■ Stored data entries ■
++++++++++++++++++++

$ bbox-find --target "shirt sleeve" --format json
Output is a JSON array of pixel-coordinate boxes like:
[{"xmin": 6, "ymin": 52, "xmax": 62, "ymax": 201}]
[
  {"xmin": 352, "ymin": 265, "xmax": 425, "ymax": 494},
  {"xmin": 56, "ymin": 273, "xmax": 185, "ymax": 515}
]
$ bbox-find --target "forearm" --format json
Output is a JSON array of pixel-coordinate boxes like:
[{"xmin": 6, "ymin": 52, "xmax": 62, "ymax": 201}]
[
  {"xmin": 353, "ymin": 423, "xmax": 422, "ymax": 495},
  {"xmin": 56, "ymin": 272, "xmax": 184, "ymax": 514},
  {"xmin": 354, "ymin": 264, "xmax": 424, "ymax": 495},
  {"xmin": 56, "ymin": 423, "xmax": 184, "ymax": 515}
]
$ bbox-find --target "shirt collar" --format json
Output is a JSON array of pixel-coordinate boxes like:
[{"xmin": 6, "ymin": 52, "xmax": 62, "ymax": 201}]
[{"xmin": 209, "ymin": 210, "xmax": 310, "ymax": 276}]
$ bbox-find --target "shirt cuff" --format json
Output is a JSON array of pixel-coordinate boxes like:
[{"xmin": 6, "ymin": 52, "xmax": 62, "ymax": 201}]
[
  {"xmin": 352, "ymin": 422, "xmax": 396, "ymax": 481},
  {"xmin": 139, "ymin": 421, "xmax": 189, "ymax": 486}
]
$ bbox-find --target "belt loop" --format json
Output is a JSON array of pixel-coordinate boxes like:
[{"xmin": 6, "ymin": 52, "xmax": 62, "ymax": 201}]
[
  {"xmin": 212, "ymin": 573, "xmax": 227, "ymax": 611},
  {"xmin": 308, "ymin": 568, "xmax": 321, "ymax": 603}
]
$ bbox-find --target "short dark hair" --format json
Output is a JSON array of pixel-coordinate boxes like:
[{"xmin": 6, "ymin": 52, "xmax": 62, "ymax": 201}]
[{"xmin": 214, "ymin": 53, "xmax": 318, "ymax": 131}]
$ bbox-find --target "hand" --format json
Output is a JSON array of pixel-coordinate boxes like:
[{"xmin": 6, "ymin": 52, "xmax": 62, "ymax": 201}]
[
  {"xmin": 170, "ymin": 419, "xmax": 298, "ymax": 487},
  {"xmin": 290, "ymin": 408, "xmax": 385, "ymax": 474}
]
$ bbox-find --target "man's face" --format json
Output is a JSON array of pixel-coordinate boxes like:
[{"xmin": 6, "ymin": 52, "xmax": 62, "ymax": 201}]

++++++++++++++++++++

■ What the exercise asks ■
An exact copy of every entry above is required.

■ Result ■
$ bbox-find --target "shirt sleeve" --format json
Output is a JSON array of pixel-coordinate boxes like:
[{"xmin": 6, "ymin": 52, "xmax": 62, "ymax": 201}]
[
  {"xmin": 352, "ymin": 265, "xmax": 425, "ymax": 494},
  {"xmin": 56, "ymin": 273, "xmax": 185, "ymax": 515}
]
$ bbox-find --target "forearm" --format json
Output is a JSON array of pixel-coordinate boxes like:
[{"xmin": 6, "ymin": 52, "xmax": 62, "ymax": 201}]
[
  {"xmin": 353, "ymin": 423, "xmax": 422, "ymax": 495},
  {"xmin": 56, "ymin": 272, "xmax": 184, "ymax": 514},
  {"xmin": 354, "ymin": 264, "xmax": 424, "ymax": 495},
  {"xmin": 56, "ymin": 423, "xmax": 184, "ymax": 515}
]
$ bbox-find --target "shirt collar" --format json
Output is a JSON array of pixel-coordinate boxes like:
[{"xmin": 6, "ymin": 52, "xmax": 62, "ymax": 201}]
[{"xmin": 209, "ymin": 210, "xmax": 310, "ymax": 276}]
$ bbox-find --target "shirt cuff" --format json
Output is a JSON array of pixel-coordinate boxes like:
[{"xmin": 6, "ymin": 52, "xmax": 62, "ymax": 201}]
[
  {"xmin": 352, "ymin": 422, "xmax": 396, "ymax": 481},
  {"xmin": 139, "ymin": 421, "xmax": 189, "ymax": 486}
]
$ bbox-find --target "belt loop" --format json
Output is a JSON array of pixel-coordinate boxes like:
[{"xmin": 6, "ymin": 52, "xmax": 62, "ymax": 201}]
[
  {"xmin": 212, "ymin": 573, "xmax": 227, "ymax": 611},
  {"xmin": 308, "ymin": 568, "xmax": 321, "ymax": 603}
]
$ bbox-find --target "short dark hair" --format json
Output is a JSON array of pixel-coordinate boxes like:
[{"xmin": 6, "ymin": 52, "xmax": 62, "ymax": 201}]
[{"xmin": 214, "ymin": 53, "xmax": 318, "ymax": 131}]
$ bbox-find --target "hand" --format json
Output is a JSON array of pixel-coordinate boxes like:
[{"xmin": 6, "ymin": 52, "xmax": 62, "ymax": 201}]
[
  {"xmin": 170, "ymin": 419, "xmax": 298, "ymax": 487},
  {"xmin": 290, "ymin": 408, "xmax": 385, "ymax": 474}
]
$ bbox-find --target "man's face" --format json
Output is a JSON array of pixel-coordinate boxes like:
[{"xmin": 6, "ymin": 52, "xmax": 62, "ymax": 201}]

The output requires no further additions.